(Beginning of Data provided)

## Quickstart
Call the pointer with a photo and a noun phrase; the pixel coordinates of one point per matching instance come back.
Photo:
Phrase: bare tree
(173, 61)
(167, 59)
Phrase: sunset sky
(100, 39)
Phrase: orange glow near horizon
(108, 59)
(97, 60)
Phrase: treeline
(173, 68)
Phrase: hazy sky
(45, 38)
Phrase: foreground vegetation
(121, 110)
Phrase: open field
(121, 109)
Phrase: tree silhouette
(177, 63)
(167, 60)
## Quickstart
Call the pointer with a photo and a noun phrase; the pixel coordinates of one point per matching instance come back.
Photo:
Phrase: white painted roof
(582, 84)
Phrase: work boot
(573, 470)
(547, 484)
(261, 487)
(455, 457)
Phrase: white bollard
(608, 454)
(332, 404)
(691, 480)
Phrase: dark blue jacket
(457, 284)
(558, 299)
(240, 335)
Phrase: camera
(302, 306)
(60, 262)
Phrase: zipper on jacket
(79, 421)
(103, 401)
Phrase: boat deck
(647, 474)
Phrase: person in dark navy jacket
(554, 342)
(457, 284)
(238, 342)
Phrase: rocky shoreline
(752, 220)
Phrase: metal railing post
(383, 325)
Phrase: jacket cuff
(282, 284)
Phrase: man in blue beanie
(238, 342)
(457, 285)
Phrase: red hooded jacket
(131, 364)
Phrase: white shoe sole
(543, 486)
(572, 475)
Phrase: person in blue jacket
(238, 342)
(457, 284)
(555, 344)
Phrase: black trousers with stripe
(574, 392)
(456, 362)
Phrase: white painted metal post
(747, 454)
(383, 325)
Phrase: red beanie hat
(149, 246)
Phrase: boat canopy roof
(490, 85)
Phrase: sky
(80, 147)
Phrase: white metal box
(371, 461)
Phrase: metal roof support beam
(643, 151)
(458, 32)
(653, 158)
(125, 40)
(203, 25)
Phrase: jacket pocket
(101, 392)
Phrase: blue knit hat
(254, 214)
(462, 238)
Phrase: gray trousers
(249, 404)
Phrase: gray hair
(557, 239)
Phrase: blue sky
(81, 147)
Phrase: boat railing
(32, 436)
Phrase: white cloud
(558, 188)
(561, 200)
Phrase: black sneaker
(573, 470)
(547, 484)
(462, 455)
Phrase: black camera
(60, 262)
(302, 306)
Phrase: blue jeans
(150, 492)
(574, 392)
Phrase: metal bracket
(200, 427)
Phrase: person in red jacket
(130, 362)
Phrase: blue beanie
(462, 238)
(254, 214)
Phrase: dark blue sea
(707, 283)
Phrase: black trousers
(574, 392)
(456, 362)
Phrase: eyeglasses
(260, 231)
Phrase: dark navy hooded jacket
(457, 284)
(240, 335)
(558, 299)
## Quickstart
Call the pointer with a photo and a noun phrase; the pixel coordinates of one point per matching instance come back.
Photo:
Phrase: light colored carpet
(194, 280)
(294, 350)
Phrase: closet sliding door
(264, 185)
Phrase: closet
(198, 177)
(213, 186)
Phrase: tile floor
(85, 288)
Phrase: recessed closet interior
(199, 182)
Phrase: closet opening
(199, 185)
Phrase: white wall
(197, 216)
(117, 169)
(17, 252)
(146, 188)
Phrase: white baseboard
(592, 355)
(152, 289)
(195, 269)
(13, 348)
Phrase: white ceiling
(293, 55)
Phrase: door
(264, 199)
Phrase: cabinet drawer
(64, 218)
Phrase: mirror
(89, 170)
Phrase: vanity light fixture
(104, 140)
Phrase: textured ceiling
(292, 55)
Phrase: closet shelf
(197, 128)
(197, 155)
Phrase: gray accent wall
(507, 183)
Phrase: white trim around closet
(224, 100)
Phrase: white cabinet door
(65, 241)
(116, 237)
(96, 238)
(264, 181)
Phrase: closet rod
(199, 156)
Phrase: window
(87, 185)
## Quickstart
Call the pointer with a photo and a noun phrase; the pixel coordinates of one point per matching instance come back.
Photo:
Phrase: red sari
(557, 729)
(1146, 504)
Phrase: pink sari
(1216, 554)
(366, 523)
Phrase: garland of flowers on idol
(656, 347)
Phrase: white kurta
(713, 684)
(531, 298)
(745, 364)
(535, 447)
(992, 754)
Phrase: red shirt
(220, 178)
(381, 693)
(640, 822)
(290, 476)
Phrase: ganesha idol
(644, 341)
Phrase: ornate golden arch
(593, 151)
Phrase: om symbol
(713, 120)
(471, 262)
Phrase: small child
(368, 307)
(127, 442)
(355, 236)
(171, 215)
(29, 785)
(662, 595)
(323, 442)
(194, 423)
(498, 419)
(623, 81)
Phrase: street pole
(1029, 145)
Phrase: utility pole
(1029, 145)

(End of Data provided)

▶ What to produce:
So that nothing differs from the original, transcribe all of the records above.

▶ Answer box:
## Quickstart
Call the pointer with a photo and a noun phrase; the pixel coordinates of one point per matching instance come back.
Photo:
Phrase: bare tree
(173, 61)
(167, 59)
Phrase: sunset sky
(100, 39)
Phrase: orange glow near horizon
(108, 59)
(97, 60)
Phrase: treeline
(173, 68)
Phrase: hazy sky
(45, 38)
Phrase: foreground vegetation
(121, 110)
Phrase: open field
(121, 109)
Phrase: tree silhouette
(177, 63)
(167, 60)
## Quickstart
Call the pointer with a photo and a noun phrase; the pixel coordinates of one point per matching instance come back.
Photo:
Phrase: white painted roof
(582, 84)
Phrase: work boot
(573, 470)
(547, 484)
(261, 487)
(455, 457)
Phrase: white bollard
(608, 454)
(332, 404)
(691, 480)
Phrase: dark blue jacket
(457, 284)
(558, 299)
(240, 335)
Phrase: camera
(302, 306)
(60, 262)
Phrase: zipper on jacket
(79, 421)
(103, 401)
Phrase: boat deck
(647, 474)
Phrase: person in dark navy jacket
(554, 342)
(457, 284)
(238, 342)
Phrase: rocky shoreline
(752, 220)
Phrase: metal railing post
(383, 325)
Phrase: jacket cuff
(282, 284)
Phrase: man in blue beanie
(238, 342)
(457, 285)
Phrase: red hooded jacket
(131, 364)
Phrase: white shoe sole
(543, 486)
(572, 475)
Phrase: person in blue jacket
(238, 342)
(457, 284)
(555, 344)
Phrase: black trousers with stripe
(574, 392)
(456, 362)
Phrase: white painted metal post
(747, 454)
(383, 325)
Phrase: red beanie hat
(149, 246)
Phrase: boat canopy roof
(490, 85)
Phrase: sky
(80, 147)
Phrase: white metal box
(371, 461)
Phrase: metal roof support beam
(643, 151)
(458, 32)
(653, 158)
(125, 40)
(203, 25)
Phrase: jacket pocket
(101, 392)
Phrase: blue knit hat
(254, 214)
(462, 238)
Phrase: gray trousers
(249, 404)
Phrase: gray hair
(557, 239)
Phrase: blue sky
(81, 147)
Phrase: boat railing
(32, 436)
Phrase: white cloud
(558, 188)
(561, 200)
Phrase: black sneaker
(573, 470)
(547, 484)
(462, 455)
Phrase: black camera
(60, 262)
(302, 306)
Phrase: blue jeans
(150, 492)
(574, 392)
Phrase: metal bracket
(200, 427)
Phrase: person in red jacket
(130, 362)
Phrase: blue beanie
(462, 238)
(254, 214)
Phrase: dark blue sea
(707, 283)
Phrase: black trousers
(574, 392)
(456, 362)
Phrase: eyeglasses
(260, 231)
Phrase: dark navy hooded jacket
(457, 284)
(240, 335)
(558, 299)
## Quickstart
Call the pointer with a photo and a noun phrase; the pixel coordinates of one point per matching instance come back.
Photo:
Phrase: light colored carpet
(194, 280)
(294, 350)
Phrase: closet sliding door
(264, 185)
Phrase: closet
(198, 177)
(213, 186)
Phrase: tile floor
(85, 288)
Phrase: recessed closet interior
(199, 182)
Phrase: closet opening
(199, 185)
Phrase: white wall
(197, 216)
(117, 169)
(17, 252)
(146, 188)
Phrase: white baseboard
(592, 355)
(152, 289)
(195, 269)
(13, 348)
Phrase: white ceiling
(293, 55)
Phrase: door
(264, 199)
Phrase: cabinet drawer
(64, 218)
Phrase: mirror
(89, 170)
Phrase: vanity light fixture
(104, 140)
Phrase: textured ceiling
(292, 55)
Phrase: closet shelf
(197, 128)
(197, 155)
Phrase: gray accent wall
(507, 183)
Phrase: white trim around closet
(224, 100)
Phrase: white cabinet door
(65, 241)
(116, 237)
(96, 238)
(264, 181)
Phrase: closet rod
(199, 156)
Phrase: window
(87, 185)
## Quickstart
Call the pointer with a photo and a noun phrase; the pixel coordinates of one point per matching instance come back.
Photo:
Phrase: red sari
(557, 729)
(1146, 504)
Phrase: pink sari
(1216, 554)
(366, 523)
Phrase: garland of flowers on idol
(656, 347)
Phrase: white kurta
(713, 684)
(531, 298)
(745, 364)
(535, 447)
(992, 754)
Phrase: red shirt
(220, 178)
(381, 693)
(640, 822)
(290, 476)
Phrase: ganesha idol
(644, 341)
Phrase: ornate golden arch
(593, 151)
Phrase: om symbol
(713, 120)
(471, 262)
Phrase: small child
(368, 307)
(127, 442)
(355, 236)
(171, 215)
(29, 785)
(662, 595)
(323, 442)
(194, 423)
(498, 419)
(623, 81)
Phrase: street pole
(1029, 145)
Phrase: utility pole
(1029, 145)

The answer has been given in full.